*Stated task*:
Render every line of the records below as a JSON list of strings, one string per line. Leave out blank lines and the pictures.

*Records for the task*:
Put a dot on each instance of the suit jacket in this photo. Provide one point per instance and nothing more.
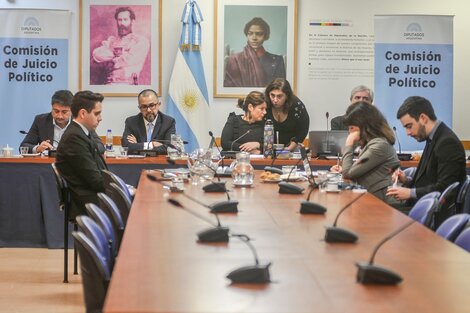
(375, 173)
(337, 123)
(164, 127)
(80, 163)
(444, 166)
(43, 129)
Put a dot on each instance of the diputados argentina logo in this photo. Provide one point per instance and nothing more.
(413, 32)
(31, 26)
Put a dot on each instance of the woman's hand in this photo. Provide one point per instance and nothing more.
(250, 146)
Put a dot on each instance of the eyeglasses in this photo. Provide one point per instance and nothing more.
(151, 106)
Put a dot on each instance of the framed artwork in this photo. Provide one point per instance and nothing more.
(120, 46)
(255, 42)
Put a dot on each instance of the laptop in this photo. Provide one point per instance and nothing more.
(327, 143)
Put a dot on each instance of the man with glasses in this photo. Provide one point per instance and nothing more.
(144, 130)
(360, 93)
(47, 129)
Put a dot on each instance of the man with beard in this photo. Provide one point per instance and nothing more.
(144, 129)
(443, 160)
(120, 59)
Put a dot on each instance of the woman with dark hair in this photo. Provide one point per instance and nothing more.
(288, 113)
(245, 132)
(377, 158)
(254, 66)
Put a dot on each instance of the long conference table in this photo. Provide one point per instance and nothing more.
(29, 210)
(162, 268)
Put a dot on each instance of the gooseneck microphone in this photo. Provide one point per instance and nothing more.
(251, 274)
(243, 135)
(228, 206)
(337, 234)
(368, 273)
(401, 156)
(289, 188)
(216, 234)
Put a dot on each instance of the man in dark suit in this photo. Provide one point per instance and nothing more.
(142, 131)
(443, 159)
(48, 128)
(78, 159)
(359, 93)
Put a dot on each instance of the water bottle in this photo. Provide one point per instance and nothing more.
(109, 140)
(268, 139)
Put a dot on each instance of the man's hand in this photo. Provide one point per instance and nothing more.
(46, 144)
(399, 193)
(131, 139)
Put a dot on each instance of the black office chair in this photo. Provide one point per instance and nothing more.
(120, 199)
(95, 272)
(100, 217)
(64, 205)
(446, 206)
(113, 213)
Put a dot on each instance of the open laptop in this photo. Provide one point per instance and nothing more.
(327, 143)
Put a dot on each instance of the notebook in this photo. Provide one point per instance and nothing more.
(327, 143)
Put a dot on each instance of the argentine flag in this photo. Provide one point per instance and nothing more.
(187, 95)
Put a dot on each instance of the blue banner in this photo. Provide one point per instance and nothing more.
(34, 64)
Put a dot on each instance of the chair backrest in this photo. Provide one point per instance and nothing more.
(446, 206)
(62, 188)
(95, 233)
(113, 213)
(94, 270)
(120, 199)
(100, 217)
(453, 226)
(110, 177)
(463, 240)
(461, 196)
(409, 171)
(423, 210)
(432, 194)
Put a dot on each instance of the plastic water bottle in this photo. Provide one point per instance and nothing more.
(109, 140)
(268, 139)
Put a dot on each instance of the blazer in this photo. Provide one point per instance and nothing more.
(43, 129)
(80, 164)
(164, 127)
(444, 165)
(375, 173)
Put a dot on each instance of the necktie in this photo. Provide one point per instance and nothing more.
(149, 132)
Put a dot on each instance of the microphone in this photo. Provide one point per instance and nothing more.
(251, 274)
(288, 188)
(216, 234)
(337, 234)
(169, 141)
(368, 273)
(228, 206)
(401, 156)
(231, 152)
(220, 153)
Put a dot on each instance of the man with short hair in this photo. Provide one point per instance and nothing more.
(359, 93)
(142, 131)
(121, 59)
(78, 159)
(47, 129)
(443, 160)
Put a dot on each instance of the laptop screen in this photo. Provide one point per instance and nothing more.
(322, 142)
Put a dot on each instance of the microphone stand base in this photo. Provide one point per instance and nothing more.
(216, 234)
(251, 274)
(337, 234)
(372, 274)
(215, 187)
(228, 206)
(307, 207)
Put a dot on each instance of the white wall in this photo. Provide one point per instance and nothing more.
(318, 101)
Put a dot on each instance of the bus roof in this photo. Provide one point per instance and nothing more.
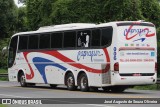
(71, 26)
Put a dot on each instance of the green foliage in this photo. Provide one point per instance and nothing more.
(3, 59)
(22, 20)
(8, 18)
(151, 11)
(3, 70)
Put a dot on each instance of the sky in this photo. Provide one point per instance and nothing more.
(16, 2)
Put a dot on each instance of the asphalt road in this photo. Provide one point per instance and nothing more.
(13, 90)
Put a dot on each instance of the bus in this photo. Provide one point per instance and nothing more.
(113, 56)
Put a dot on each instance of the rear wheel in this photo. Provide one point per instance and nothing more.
(83, 82)
(53, 85)
(106, 89)
(93, 89)
(70, 82)
(22, 80)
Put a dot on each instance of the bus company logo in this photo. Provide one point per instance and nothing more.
(131, 33)
(91, 54)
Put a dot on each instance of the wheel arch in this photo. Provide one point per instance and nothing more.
(19, 73)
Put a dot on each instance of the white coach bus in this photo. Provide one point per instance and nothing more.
(112, 56)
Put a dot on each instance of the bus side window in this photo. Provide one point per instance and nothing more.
(83, 38)
(56, 40)
(12, 51)
(96, 37)
(69, 39)
(44, 42)
(33, 42)
(106, 38)
(23, 42)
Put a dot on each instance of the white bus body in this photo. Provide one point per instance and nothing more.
(111, 55)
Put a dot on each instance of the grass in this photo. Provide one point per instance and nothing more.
(2, 105)
(147, 87)
(3, 78)
(3, 71)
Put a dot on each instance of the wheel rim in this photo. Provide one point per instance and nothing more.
(70, 82)
(83, 82)
(22, 79)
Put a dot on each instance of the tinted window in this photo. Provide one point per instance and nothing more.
(33, 42)
(106, 36)
(83, 38)
(96, 37)
(56, 40)
(69, 39)
(44, 41)
(12, 51)
(23, 41)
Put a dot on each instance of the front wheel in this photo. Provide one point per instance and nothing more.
(22, 80)
(53, 85)
(70, 82)
(83, 82)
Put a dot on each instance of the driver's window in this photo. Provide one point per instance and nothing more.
(83, 38)
(12, 51)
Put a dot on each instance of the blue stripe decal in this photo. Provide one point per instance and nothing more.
(41, 67)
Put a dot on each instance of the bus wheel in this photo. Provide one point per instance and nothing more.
(22, 80)
(106, 89)
(53, 85)
(117, 89)
(93, 89)
(70, 82)
(83, 82)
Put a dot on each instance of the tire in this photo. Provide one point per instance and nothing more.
(53, 85)
(83, 82)
(70, 82)
(117, 89)
(22, 80)
(106, 89)
(31, 84)
(93, 89)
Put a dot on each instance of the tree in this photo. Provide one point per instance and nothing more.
(22, 19)
(8, 18)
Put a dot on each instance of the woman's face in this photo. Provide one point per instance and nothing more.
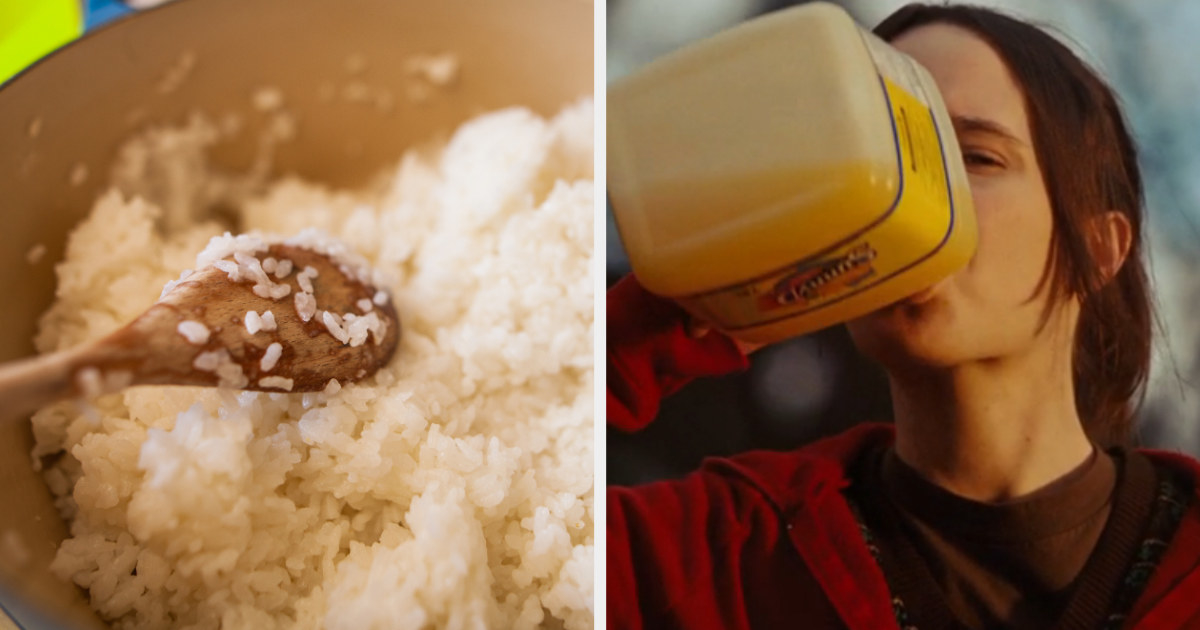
(991, 309)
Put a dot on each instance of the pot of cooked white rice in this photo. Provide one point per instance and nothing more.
(447, 143)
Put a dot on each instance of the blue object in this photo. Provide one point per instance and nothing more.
(101, 11)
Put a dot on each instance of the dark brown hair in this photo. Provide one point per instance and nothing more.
(1090, 166)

*Task solution*:
[
  "Put a dot on each instance of the suit jacket in this photo. Provide one point per instance and nothing more.",
  "(375, 173)",
  "(337, 123)",
  "(164, 127)",
  "(80, 163)",
  "(444, 166)",
  "(43, 129)",
  "Put a dot on each instance of the diputados argentina logo in this photo. Provide one point per instance and nothing more.",
  "(413, 32)",
  "(31, 26)",
  "Put a dot on each instance of the woman's hand in this photo. Provide one point per instance and nothing more.",
  "(250, 146)",
  "Put a dot on each instance of the eyeglasses in this photo. Provide one point per instance and nothing more.",
  "(151, 106)",
  "Put a dot on each instance of the framed artwork in this photo. Provide one point per instance and nothing more.",
  "(120, 46)",
  "(255, 42)",
  "Put a dot on each instance of the laptop in this photo. Provide one point per instance and nothing more.",
  "(327, 143)",
  "Put a dot on each instance of the man with glasses in this photo. Provide one point per instance and nothing more.",
  "(144, 130)",
  "(360, 93)",
  "(47, 129)",
  "Put a dot on each instance of the man with beard in this photo. Provide one point per instance and nothing more.",
  "(144, 129)",
  "(443, 160)",
  "(120, 59)",
  "Put a dot on each instance of the woman with dark hair in this photo. Provide one point per instance and nothing more.",
  "(288, 113)",
  "(245, 132)",
  "(377, 158)",
  "(254, 66)",
  "Put a dot on each instance of the long conference table in this photo. Provide one point per instance and nothing more.",
  "(29, 210)",
  "(162, 268)",
  "Put a dot on each instance of the gooseneck microphone in this photo. Provide one point per instance and nothing more.",
  "(251, 274)",
  "(243, 135)",
  "(228, 206)",
  "(337, 234)",
  "(368, 273)",
  "(401, 156)",
  "(289, 188)",
  "(216, 234)",
  "Put a dot on each instance of the man in dark suit in this photo. Provide one point per instance and nothing more.",
  "(142, 131)",
  "(443, 159)",
  "(48, 128)",
  "(78, 159)",
  "(359, 93)",
  "Put a dot on each instance of the water bottle in this photo. Provide one point per instance and nothing more.",
  "(109, 140)",
  "(268, 139)",
  "Put a dot on each instance of the man's hand in this photo. Provide one point per instance and nothing more.",
  "(46, 144)",
  "(399, 193)",
  "(131, 139)",
  "Put a dot on each instance of the black office chair in this photo. Provide one point per instance and nothing more.",
  "(120, 199)",
  "(95, 272)",
  "(100, 217)",
  "(64, 205)",
  "(446, 206)",
  "(113, 213)",
  "Put a dot on each instance of the open laptop in this photo. Provide one point per instance and nothing more.",
  "(327, 143)",
  "Put a dot on each instance of the notebook in this photo. Provide one point per instance and nothing more.",
  "(327, 143)",
  "Put a dot on each instance of the argentine flag in this photo. Provide one point per instance and nothing more.",
  "(187, 95)",
  "Put a dot on each instance of the blue banner in this photo. Provide one point per instance and nothing more.",
  "(34, 64)",
  "Put a dot on each instance of the chair backrest in this photo. Provide one point per instance and nothing more.",
  "(446, 206)",
  "(62, 188)",
  "(95, 233)",
  "(113, 213)",
  "(94, 270)",
  "(120, 199)",
  "(100, 217)",
  "(453, 226)",
  "(110, 177)",
  "(463, 240)",
  "(461, 196)",
  "(409, 171)",
  "(423, 210)",
  "(432, 194)",
  "Put a dot on each instance of the plastic water bottle in this photo. Provide one point per instance and nothing more.",
  "(109, 140)",
  "(268, 139)",
  "Put a dot on each instance of the blazer in this photo. Provide one point per instance and nothing more.",
  "(43, 129)",
  "(80, 164)",
  "(164, 127)",
  "(444, 165)",
  "(375, 173)",
  "Put a dot on each instance of the necktie in this photo. Provide one point per instance and nothing more.",
  "(149, 132)",
  "Put a dot on each instance of the microphone in this photo. Provide one point per instance and nothing more.",
  "(251, 274)",
  "(288, 188)",
  "(216, 234)",
  "(337, 234)",
  "(169, 141)",
  "(368, 273)",
  "(228, 206)",
  "(401, 156)",
  "(231, 152)",
  "(220, 153)",
  "Put a dot on each instance of the man with short hair in this photo. Provide one point per instance and nothing more.",
  "(359, 93)",
  "(142, 131)",
  "(121, 59)",
  "(78, 159)",
  "(47, 129)",
  "(443, 160)",
  "Put a dot on each instance of the laptop screen in this photo. Provide one point per instance and nothing more.",
  "(322, 142)",
  "Put a dot on each instance of the microphone stand base in this photo. Provide one point per instance and nothing more.",
  "(216, 234)",
  "(251, 274)",
  "(337, 234)",
  "(372, 274)",
  "(215, 187)",
  "(228, 206)",
  "(307, 207)",
  "Put a dot on each instance of the white wall in this photo. Provide one point per instance and nothing more.",
  "(318, 101)",
  "Put a dot on each instance of the bus roof in this photo. Provide one point per instance and nothing more.",
  "(71, 26)",
  "Put a dot on each instance of the green foliage in this photo. Provide one point per instance and nothing more.",
  "(3, 59)",
  "(22, 20)",
  "(8, 18)",
  "(151, 11)",
  "(3, 70)",
  "Put a dot on each instance of the sky in this photo. Provide one point per instance and nothing more.",
  "(16, 2)",
  "Put a dot on each instance of the asphalt road in this photo. Provide one point per instance and nothing more.",
  "(13, 90)",
  "Put a dot on each instance of the bus in this photo. Provide one point per instance and nothing more.",
  "(113, 56)",
  "Put a dot on each instance of the rear wheel in this photo. Provide one point per instance and nothing more.",
  "(83, 82)",
  "(53, 85)",
  "(106, 89)",
  "(93, 89)",
  "(70, 82)",
  "(22, 80)",
  "Put a dot on each instance of the bus company logo in this photo. Provide one point per instance and nothing more.",
  "(131, 33)",
  "(91, 54)",
  "Put a dot on each instance of the wheel arch in this photo. Provide one point per instance and nothing more.",
  "(19, 73)",
  "Put a dot on each instance of the white coach bus in this photo. Provide one point per instance and nothing more.",
  "(112, 56)",
  "Put a dot on each instance of the bus side window in this photo. Provide one point per instance and nothing more.",
  "(83, 38)",
  "(56, 40)",
  "(12, 51)",
  "(96, 37)",
  "(69, 39)",
  "(44, 42)",
  "(33, 42)",
  "(106, 38)",
  "(23, 42)",
  "Put a dot on each instance of the white bus body in this photo. Provide one point per instance and nothing more.",
  "(111, 55)",
  "Put a dot on each instance of the grass in this photo. Provide one point per instance and nothing more.",
  "(2, 105)",
  "(147, 87)",
  "(3, 78)",
  "(3, 71)",
  "Put a dot on each instance of the wheel rim in this photo. Provide one point per instance and nothing more.",
  "(70, 82)",
  "(83, 82)",
  "(22, 79)",
  "Put a dot on each instance of the tinted window in this photo. Provide one point per instance and nothing more.",
  "(33, 42)",
  "(106, 36)",
  "(83, 38)",
  "(96, 37)",
  "(56, 40)",
  "(69, 39)",
  "(44, 41)",
  "(12, 51)",
  "(23, 41)",
  "Put a dot on each instance of the front wheel in this photo. Provide one point per instance and nothing more.",
  "(22, 80)",
  "(53, 85)",
  "(70, 82)",
  "(83, 82)",
  "Put a dot on each instance of the driver's window in this photo. Provide one point per instance and nothing more.",
  "(83, 38)",
  "(12, 51)",
  "Put a dot on each instance of the blue stripe decal in this photo. Provide one point per instance and nothing more.",
  "(41, 67)",
  "Put a dot on each instance of the bus wheel in this photo. Provide one point per instance and nothing more.",
  "(22, 80)",
  "(106, 89)",
  "(53, 85)",
  "(117, 89)",
  "(93, 89)",
  "(70, 82)",
  "(83, 82)",
  "Put a dot on each instance of the tire in this photo. Provide one point per instance and nothing more.",
  "(53, 85)",
  "(83, 82)",
  "(70, 82)",
  "(117, 89)",
  "(22, 80)",
  "(106, 89)",
  "(31, 84)",
  "(93, 89)",
  "Put a dot on each instance of the tree in this photo. Provide one point per instance and nothing more.",
  "(22, 19)",
  "(8, 18)",
  "Put a dot on each instance of the woman's face in this photo. Provide one point per instance and nothing more.",
  "(991, 309)",
  "Put a dot on each instance of the pot of cooked white rice in this photo. Provide one point per instance and nothing more.",
  "(447, 143)",
  "Put a dot on each instance of the blue object in this photo. Provide one point per instance and nothing more.",
  "(101, 11)",
  "Put a dot on each instance of the dark brown hair in this photo. Provide one point per instance and nothing more.",
  "(1090, 166)"
]